Input for this task
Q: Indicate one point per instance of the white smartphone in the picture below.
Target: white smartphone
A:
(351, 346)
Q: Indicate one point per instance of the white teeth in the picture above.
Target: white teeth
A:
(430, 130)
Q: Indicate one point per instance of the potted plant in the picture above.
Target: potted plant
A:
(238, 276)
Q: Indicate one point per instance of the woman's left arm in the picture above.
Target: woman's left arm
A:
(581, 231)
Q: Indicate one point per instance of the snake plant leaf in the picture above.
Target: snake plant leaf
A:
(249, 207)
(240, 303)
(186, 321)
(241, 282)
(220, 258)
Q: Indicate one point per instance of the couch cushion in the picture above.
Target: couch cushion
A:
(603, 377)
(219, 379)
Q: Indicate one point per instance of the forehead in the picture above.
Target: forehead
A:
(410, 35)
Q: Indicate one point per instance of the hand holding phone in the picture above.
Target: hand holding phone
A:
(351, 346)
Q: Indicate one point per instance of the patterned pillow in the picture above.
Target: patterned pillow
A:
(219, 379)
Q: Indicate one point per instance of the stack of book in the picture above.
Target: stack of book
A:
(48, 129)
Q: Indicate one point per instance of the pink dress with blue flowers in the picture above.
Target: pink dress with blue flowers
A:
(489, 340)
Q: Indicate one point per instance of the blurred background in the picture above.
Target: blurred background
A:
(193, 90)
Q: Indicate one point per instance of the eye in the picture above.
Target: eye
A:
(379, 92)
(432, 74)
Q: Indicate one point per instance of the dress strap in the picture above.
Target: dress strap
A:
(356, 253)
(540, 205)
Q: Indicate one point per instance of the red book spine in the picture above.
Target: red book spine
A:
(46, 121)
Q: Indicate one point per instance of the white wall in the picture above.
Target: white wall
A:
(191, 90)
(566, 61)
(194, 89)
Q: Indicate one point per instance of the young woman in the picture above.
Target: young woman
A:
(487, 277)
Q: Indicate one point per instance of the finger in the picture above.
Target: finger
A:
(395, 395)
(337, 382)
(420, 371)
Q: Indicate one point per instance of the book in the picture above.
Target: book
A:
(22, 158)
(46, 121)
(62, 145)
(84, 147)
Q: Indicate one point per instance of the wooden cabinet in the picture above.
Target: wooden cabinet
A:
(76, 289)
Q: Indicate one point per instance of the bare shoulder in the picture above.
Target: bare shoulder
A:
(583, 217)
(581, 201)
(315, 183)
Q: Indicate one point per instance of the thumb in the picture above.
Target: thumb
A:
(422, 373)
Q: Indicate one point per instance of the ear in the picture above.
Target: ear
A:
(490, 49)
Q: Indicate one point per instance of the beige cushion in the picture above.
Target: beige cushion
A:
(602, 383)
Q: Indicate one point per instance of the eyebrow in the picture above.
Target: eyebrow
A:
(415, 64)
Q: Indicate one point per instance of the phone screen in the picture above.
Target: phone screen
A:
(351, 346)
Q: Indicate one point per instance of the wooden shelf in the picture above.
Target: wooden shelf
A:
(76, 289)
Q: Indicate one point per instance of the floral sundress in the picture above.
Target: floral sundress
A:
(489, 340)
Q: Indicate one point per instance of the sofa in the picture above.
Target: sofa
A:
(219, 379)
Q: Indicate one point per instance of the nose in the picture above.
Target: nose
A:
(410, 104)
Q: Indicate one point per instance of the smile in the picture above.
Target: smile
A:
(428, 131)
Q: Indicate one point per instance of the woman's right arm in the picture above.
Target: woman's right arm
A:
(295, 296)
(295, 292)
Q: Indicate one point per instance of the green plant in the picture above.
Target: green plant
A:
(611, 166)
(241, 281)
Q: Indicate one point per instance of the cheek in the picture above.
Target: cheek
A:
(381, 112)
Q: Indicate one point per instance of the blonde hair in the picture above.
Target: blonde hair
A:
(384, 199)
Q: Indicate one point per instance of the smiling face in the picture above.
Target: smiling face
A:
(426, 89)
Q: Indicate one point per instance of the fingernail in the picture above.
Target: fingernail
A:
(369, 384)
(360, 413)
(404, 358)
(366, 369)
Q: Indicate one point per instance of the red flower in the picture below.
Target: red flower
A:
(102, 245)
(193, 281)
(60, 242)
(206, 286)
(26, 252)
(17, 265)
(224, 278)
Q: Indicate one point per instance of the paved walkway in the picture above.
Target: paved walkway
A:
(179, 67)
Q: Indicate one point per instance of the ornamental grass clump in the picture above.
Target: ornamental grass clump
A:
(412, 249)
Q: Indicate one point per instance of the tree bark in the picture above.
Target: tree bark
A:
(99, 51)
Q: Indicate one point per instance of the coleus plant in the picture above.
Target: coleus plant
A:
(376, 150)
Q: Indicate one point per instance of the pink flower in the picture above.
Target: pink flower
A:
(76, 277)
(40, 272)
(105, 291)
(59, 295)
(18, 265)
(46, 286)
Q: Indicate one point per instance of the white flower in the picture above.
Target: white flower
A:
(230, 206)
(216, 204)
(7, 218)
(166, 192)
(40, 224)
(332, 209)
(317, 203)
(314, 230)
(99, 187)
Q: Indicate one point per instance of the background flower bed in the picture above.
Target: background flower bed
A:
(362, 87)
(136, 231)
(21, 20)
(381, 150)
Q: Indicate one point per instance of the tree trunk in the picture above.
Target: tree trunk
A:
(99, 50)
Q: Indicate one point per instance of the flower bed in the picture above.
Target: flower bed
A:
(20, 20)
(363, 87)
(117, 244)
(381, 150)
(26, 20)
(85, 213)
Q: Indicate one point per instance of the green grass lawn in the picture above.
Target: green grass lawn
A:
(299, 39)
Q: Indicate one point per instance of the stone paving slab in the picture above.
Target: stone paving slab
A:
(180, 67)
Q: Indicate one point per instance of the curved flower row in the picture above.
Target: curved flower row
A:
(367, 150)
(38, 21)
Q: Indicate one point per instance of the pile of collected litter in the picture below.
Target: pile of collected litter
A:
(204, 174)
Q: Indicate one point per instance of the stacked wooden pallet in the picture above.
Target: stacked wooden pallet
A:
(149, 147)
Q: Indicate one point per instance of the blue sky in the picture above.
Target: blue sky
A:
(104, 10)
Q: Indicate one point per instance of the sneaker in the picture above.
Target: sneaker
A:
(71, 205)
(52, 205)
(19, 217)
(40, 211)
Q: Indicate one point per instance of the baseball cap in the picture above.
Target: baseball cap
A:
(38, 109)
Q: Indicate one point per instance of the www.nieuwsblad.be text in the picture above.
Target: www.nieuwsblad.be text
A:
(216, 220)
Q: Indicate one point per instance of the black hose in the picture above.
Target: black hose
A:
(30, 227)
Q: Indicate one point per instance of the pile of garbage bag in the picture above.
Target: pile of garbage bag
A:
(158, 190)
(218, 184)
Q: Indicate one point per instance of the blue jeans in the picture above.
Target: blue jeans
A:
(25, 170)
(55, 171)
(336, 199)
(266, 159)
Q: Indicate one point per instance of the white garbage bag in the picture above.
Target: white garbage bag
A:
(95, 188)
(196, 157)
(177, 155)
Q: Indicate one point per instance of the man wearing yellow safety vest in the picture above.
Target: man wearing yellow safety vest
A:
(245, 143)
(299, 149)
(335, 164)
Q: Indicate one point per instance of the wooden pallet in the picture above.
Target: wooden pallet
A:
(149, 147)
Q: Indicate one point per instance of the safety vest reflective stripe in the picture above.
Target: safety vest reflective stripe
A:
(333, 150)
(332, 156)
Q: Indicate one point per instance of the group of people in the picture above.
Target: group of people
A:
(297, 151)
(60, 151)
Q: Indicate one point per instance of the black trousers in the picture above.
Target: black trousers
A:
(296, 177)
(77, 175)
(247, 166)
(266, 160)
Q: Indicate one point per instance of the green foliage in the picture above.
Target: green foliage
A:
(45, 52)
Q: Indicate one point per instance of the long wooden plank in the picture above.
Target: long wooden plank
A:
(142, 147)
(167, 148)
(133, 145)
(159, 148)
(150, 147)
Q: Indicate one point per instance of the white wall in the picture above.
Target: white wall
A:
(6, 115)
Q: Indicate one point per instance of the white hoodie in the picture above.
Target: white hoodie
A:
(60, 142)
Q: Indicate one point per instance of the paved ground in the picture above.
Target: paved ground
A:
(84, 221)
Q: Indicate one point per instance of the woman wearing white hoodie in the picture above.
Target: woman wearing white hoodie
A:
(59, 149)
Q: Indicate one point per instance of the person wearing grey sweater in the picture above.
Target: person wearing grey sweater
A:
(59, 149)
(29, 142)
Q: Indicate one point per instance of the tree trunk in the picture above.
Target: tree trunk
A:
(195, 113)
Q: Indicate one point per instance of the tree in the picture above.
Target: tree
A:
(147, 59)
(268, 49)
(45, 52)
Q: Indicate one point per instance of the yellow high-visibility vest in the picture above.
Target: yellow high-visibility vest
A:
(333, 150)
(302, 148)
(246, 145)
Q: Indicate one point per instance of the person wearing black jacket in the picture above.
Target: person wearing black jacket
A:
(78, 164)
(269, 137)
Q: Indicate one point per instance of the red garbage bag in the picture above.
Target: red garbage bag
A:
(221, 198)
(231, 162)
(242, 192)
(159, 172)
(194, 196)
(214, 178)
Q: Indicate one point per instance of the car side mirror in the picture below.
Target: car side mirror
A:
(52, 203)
==
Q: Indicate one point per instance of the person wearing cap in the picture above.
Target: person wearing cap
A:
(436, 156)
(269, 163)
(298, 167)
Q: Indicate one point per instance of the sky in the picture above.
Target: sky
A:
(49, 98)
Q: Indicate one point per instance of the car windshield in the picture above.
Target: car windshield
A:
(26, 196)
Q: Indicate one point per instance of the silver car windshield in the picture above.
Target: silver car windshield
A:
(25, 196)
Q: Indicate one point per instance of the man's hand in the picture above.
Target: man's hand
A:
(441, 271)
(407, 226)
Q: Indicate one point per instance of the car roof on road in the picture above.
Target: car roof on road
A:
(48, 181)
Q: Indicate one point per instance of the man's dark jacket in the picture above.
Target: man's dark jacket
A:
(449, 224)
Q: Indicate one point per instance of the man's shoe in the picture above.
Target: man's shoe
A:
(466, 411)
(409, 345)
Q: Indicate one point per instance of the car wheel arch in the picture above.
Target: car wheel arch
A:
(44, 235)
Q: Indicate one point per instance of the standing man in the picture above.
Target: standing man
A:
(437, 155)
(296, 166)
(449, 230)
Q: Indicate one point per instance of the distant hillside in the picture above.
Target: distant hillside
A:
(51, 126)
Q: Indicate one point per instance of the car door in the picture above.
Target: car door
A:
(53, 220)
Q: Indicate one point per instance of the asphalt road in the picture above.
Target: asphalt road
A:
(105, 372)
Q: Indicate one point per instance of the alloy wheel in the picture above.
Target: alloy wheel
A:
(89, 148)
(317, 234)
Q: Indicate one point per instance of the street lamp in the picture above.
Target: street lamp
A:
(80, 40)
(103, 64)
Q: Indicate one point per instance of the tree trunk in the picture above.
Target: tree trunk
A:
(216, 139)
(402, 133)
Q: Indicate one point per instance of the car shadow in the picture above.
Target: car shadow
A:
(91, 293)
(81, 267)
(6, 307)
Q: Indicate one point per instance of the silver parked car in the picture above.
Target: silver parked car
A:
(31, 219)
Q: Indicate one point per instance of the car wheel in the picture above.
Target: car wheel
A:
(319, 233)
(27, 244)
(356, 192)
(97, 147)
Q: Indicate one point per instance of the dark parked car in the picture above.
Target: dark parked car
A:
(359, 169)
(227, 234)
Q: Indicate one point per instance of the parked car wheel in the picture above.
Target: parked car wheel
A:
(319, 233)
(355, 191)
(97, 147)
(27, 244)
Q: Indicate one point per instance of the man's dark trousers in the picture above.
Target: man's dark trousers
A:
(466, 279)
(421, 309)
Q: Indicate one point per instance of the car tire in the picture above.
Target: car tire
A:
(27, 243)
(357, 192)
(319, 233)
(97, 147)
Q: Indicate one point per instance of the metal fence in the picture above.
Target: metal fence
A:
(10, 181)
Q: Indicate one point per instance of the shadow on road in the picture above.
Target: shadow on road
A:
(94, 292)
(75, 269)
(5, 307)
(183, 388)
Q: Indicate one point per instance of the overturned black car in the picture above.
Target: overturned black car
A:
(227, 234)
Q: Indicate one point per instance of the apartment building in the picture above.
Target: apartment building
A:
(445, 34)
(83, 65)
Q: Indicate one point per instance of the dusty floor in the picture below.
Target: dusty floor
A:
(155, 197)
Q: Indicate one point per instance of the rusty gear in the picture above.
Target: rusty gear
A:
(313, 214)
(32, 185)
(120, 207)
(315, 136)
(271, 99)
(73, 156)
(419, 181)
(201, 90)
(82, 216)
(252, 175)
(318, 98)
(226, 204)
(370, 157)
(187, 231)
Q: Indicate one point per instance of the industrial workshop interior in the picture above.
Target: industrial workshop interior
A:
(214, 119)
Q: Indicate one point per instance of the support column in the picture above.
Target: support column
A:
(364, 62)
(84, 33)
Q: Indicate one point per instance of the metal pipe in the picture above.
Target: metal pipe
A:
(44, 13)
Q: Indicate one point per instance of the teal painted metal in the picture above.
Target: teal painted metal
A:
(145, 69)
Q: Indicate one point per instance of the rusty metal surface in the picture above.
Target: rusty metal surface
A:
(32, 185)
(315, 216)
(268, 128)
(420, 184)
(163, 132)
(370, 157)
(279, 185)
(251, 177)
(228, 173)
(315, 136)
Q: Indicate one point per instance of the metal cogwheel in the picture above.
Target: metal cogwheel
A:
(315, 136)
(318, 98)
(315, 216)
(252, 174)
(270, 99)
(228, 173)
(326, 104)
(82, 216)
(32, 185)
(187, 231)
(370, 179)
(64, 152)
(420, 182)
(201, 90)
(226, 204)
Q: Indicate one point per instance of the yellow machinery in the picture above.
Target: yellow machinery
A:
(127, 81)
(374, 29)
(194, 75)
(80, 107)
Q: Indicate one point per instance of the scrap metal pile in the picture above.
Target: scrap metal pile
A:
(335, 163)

Aim of the task
The expected result is every line above containing the string "plank".

Finished exercise
Q: Indicate one point per instance of the long wooden plank in the picture above.
Target: long wooden plank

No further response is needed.